We are presently concerned with that part of the order denying dismissal where the court, sua sponte, dismissed the relator, but not the cause, and directed the matter to continue in the names of the prosecuting officers. As a preface, the chancellor found "it abundantly clear that the said relator [had] come into a court of equity with unclean hands, and [that] his bill of complaint, and his attempt to dismiss the same, [constituted] a base and utterly reprehensible attempt to use [the] Court for a most unconscionable purpose. To permit the Courts of this State," he continued, "to be so used *Page 383 would constitute an infinitely greater danger to the public welfare than the existence of a public nuisance."

The appellants then sought dismissal of the bill on the grounds that if its filing was but an attempt to exploit the court and if the hands of the relator were unclean, the subject matter ostensibly presented for adjudication could not be freed of the taint by the simple process of changing relators. This motion was denied; whereupon the appellants answered, and the court heard testimony on the question of the issuance of the injunction, eventually entering a permanent restraining order.

◆ **DATA EXTRACT**
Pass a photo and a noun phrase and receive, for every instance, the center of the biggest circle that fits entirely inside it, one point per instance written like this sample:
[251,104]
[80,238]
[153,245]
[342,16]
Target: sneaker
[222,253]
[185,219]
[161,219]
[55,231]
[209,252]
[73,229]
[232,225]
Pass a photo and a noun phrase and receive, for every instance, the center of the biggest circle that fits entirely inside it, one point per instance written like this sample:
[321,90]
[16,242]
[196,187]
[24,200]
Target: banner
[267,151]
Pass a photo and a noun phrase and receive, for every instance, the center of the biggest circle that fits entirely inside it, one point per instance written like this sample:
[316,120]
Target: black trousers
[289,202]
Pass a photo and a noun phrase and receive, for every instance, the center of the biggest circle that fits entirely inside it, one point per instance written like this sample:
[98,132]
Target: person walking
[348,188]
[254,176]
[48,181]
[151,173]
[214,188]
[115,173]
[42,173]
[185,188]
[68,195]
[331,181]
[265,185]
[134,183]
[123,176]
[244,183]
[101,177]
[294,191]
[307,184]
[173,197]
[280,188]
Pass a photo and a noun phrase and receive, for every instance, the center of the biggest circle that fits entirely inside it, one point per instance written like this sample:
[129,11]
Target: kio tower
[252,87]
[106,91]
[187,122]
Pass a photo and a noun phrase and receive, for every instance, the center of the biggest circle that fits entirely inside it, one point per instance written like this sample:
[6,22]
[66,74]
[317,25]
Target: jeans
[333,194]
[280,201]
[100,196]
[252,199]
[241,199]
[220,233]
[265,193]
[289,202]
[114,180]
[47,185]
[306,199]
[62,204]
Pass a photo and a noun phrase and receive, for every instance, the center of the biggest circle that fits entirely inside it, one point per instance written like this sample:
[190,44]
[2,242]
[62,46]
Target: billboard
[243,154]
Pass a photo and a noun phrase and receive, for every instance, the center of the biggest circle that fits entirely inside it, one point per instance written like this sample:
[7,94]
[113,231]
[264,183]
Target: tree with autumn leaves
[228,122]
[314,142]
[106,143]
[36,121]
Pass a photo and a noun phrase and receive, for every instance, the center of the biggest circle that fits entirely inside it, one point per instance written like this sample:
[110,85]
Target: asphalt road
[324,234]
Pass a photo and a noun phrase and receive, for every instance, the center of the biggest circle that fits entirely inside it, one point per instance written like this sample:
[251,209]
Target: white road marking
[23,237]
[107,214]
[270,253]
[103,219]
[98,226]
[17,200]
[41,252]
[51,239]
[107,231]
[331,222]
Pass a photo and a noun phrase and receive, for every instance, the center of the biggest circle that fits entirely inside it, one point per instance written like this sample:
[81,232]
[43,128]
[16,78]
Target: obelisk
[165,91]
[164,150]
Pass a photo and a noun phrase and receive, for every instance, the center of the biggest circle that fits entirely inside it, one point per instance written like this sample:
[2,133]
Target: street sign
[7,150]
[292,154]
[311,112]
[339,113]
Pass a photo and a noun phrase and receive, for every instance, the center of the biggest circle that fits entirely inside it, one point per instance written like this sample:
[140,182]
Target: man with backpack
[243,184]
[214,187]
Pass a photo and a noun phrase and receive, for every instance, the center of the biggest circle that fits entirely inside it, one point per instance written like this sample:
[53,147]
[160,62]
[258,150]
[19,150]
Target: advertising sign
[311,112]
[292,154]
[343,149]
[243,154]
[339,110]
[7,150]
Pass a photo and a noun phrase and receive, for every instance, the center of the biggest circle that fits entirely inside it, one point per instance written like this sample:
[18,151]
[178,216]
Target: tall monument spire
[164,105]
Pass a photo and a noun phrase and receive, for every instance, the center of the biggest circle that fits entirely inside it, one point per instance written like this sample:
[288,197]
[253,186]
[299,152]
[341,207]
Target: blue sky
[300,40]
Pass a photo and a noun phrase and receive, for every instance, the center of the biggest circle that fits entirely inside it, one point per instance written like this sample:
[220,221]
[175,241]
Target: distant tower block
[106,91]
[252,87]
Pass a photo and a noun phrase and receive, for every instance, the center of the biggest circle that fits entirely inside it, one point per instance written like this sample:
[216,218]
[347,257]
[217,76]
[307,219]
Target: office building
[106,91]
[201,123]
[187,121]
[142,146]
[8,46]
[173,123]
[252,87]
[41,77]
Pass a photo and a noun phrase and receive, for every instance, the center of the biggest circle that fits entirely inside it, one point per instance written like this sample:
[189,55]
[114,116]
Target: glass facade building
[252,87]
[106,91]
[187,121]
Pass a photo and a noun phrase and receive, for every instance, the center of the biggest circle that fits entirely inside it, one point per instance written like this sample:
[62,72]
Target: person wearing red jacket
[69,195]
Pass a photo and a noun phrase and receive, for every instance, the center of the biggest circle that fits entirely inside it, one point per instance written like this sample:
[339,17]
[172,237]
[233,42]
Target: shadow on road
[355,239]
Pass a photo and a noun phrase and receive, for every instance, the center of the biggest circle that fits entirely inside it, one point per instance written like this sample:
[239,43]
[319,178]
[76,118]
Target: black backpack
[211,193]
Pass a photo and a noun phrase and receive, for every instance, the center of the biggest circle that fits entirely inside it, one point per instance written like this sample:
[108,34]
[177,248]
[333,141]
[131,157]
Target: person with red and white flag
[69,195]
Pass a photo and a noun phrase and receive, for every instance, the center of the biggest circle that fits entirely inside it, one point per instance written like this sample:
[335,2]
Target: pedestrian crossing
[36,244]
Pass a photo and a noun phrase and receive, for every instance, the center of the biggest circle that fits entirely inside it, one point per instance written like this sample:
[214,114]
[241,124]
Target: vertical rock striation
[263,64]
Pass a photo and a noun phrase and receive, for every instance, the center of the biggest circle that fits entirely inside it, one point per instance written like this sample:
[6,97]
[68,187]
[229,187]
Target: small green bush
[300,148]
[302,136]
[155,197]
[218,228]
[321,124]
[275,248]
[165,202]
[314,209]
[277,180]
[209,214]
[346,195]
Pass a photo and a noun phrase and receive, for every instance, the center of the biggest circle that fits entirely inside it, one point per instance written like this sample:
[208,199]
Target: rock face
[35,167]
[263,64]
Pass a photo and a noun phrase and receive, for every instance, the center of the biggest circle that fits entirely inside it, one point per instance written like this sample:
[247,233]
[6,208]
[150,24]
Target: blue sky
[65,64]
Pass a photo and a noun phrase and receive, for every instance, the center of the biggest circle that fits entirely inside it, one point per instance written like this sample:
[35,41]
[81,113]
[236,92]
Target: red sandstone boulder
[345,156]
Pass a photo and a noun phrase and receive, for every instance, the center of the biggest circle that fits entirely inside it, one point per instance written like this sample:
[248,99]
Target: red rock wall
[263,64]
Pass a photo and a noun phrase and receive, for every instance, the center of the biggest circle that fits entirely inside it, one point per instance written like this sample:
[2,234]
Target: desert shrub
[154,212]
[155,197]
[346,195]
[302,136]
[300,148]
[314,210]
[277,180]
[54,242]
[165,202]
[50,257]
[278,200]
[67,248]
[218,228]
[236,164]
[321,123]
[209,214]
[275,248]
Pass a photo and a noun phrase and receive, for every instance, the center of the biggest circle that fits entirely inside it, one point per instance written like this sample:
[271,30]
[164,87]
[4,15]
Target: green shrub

◆ **DIRECTIVE 1**
According to the court opinion, why did the chancellor dismiss the relator on his own motion?
◆ **DIRECTIVE 2**
List each step the court opinion says followed the denial of the appellants' motion to dismiss the bill.
◆ **DIRECTIVE 3**
Proceed with the court opinion, starting after its last sentence.
The entries come from a different source than the court opinion.

◆ **EXPECTED OUTPUT 1**
The chancellor found that the relator had come into a court of equity with unclean hands. He also found that the bill of complaint and the attempt to dismiss it were a base and reprehensible attempt to use the court for an unconscionable purpose. Allowing the courts to be used that way would be a far greater danger to the public welfare than a public nuisance.

◆ **EXPECTED OUTPUT 2**
- The appellants answered.
- The court heard testimony on the question of issuing the injunction.
- The court eventually entered a permanent restraining order.

◆ **EXPECTED OUTPUT 3**
The first point to be decided is the propriety of the order substituting the prosecuting officers for the original relator and directing the successors to continue the proceedings. To determine it we must consult two statutes, Sections 64.11 and 64.13, Fla. Statutes, 1941, and F.S.A. The first of these provides that a suit of this kind may be maintained by the State Attorney, the County Solicitor, or a citizen; the second, that a bill once filed by a citizen may not be "dismissed except upon a sworn statement made by said citizen and submitted to the court and unless the court shall be satisfied that said cause shall be dismissed, the said bill shall not be dismissed but shall continue and the state attorney or county solicitor notified to proceed with said cause." Applied to the facts here presented, the bill lodged by Giblin could not have been dismissed without his submission to the court of a sworn statement, presumably giving valid reason for the action. Upon his doing this, dismissal would not have followed unless the court was satisfied from the representation that discontinuance was proper. If the court decided that it was not, then it was his duty to instruct the prosecutors to proceed with the cause.

The difficulty we encounter in approving what was done springs from the attitude of the judge toward the litigation as expressed by him in his order. He found that the relator's hands were unclean, which is but another way of saying that the suit was an attempt to use the court for selfish, ulterior purposes. He was at pains to point out how the remedy could be abused by employing it, for instance, "as a weapon of *Page 384 internecine warfare between rival gangs of gamblers; as a means by which the gamblers attacked might exert strong indirect pressure upon law enforcement officers to induce them to relax their vigilance as to some other gambling establishment in which the relator has a financial interest; or to accomplish various other sinister purposes exactly opposite to a bona fide desire to abate a public nuisance for the public welfare" — and so on.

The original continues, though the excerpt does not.